» What to work on
Add 132 to every answer coordinate in the items starting with the line that contains "Mark each instance of the indoor" and going on through the line that contains "x=376 y=195", and write out only those lines in full, requests included. Leave the requests and their format samples unchanged.

(Stored records)
>> Begin

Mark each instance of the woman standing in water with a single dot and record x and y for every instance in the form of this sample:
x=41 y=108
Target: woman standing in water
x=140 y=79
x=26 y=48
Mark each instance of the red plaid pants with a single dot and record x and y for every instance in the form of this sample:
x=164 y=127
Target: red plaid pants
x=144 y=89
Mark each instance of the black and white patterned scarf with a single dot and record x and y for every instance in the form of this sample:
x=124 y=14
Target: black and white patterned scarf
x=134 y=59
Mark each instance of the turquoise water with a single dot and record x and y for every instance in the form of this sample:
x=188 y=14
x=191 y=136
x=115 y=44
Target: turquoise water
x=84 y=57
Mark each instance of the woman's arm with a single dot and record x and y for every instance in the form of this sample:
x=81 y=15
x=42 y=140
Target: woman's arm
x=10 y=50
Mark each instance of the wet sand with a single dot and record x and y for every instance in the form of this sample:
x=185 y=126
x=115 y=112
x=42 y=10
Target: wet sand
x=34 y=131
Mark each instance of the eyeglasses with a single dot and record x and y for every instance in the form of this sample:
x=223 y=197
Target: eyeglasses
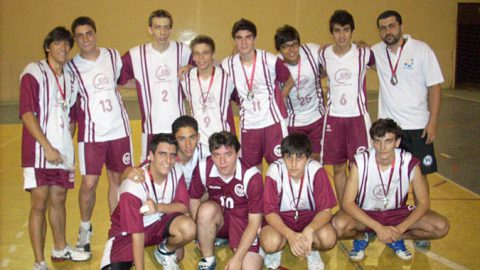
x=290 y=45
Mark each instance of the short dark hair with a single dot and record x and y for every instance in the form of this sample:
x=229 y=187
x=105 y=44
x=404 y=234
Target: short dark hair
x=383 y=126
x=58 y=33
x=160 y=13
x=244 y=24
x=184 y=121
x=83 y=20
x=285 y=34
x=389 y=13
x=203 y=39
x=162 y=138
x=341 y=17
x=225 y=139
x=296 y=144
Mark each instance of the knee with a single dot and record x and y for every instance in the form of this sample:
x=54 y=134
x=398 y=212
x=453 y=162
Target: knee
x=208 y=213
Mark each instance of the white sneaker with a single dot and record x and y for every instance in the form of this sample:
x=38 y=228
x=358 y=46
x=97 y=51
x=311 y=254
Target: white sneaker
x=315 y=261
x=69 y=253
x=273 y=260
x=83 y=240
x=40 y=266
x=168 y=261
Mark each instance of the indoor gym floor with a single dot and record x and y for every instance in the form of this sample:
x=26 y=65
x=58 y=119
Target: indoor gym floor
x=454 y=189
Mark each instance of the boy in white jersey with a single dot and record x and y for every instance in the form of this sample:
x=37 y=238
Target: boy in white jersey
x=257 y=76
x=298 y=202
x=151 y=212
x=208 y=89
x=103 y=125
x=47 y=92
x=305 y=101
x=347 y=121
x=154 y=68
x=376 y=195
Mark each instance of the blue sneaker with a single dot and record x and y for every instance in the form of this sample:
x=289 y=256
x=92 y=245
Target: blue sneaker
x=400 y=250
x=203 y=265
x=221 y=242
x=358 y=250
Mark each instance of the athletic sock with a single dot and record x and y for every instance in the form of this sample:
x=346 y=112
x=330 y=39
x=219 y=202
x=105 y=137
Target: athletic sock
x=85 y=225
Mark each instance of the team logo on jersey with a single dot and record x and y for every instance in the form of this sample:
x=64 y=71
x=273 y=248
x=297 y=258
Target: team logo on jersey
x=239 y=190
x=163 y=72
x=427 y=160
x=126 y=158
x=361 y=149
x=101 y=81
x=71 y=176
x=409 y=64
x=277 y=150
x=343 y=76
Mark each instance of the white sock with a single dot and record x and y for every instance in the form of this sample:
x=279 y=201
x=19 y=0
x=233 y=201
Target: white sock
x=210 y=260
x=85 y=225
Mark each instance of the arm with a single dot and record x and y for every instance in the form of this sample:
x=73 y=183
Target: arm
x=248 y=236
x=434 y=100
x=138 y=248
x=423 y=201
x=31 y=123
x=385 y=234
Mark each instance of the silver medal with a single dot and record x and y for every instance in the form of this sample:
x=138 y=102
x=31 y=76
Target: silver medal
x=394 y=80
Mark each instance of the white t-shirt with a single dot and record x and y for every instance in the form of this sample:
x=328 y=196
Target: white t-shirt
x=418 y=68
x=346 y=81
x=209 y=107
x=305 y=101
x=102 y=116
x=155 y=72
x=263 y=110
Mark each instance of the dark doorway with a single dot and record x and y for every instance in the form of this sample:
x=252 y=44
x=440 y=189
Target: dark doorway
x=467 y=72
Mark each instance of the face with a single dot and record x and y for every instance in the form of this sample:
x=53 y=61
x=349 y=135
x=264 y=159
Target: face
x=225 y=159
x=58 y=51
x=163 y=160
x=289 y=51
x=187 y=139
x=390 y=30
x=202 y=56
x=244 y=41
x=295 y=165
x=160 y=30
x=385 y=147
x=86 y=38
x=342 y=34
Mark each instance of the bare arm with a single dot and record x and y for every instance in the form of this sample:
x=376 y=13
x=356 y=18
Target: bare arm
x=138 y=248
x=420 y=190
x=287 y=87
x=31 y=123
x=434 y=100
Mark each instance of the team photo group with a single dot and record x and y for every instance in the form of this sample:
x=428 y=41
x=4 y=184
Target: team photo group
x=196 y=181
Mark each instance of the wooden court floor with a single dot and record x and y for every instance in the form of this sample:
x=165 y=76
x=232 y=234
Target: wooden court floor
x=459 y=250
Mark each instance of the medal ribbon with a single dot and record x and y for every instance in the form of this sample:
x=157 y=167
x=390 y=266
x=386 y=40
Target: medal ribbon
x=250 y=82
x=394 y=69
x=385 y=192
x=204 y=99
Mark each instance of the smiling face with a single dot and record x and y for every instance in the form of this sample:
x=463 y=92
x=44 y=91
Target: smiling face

>> End

» Full solution
Mark each instance of the indoor gym floor with a single dot and record x and y for every instance in the form of this sample:
x=26 y=65
x=58 y=119
Target: indoor gym floor
x=586 y=321
Mark each instance of the boy in white jersey with a single dot and record x and y for every instance in the form of this sample:
x=37 y=238
Target: boy in white jersey
x=389 y=208
x=430 y=334
x=283 y=344
x=340 y=221
x=235 y=257
x=179 y=224
x=437 y=233
x=479 y=253
x=286 y=200
x=508 y=327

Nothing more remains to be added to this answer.